Each entry in this listing needs to be written out again, word for word.

====== Dataset excerpts

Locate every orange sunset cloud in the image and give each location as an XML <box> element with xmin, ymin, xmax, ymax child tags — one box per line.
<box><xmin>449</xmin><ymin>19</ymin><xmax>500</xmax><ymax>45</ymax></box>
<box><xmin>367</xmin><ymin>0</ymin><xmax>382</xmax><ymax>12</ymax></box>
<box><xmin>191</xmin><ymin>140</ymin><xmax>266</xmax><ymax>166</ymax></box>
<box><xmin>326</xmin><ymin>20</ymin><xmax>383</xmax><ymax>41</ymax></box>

============

Your solution –
Locate every orange sunset cloud in the image and give each location as an XML <box> element with xmin, ymin, xmax, ymax child tags — one box per line.
<box><xmin>449</xmin><ymin>19</ymin><xmax>500</xmax><ymax>45</ymax></box>
<box><xmin>367</xmin><ymin>0</ymin><xmax>382</xmax><ymax>12</ymax></box>
<box><xmin>191</xmin><ymin>140</ymin><xmax>266</xmax><ymax>166</ymax></box>
<box><xmin>326</xmin><ymin>20</ymin><xmax>383</xmax><ymax>41</ymax></box>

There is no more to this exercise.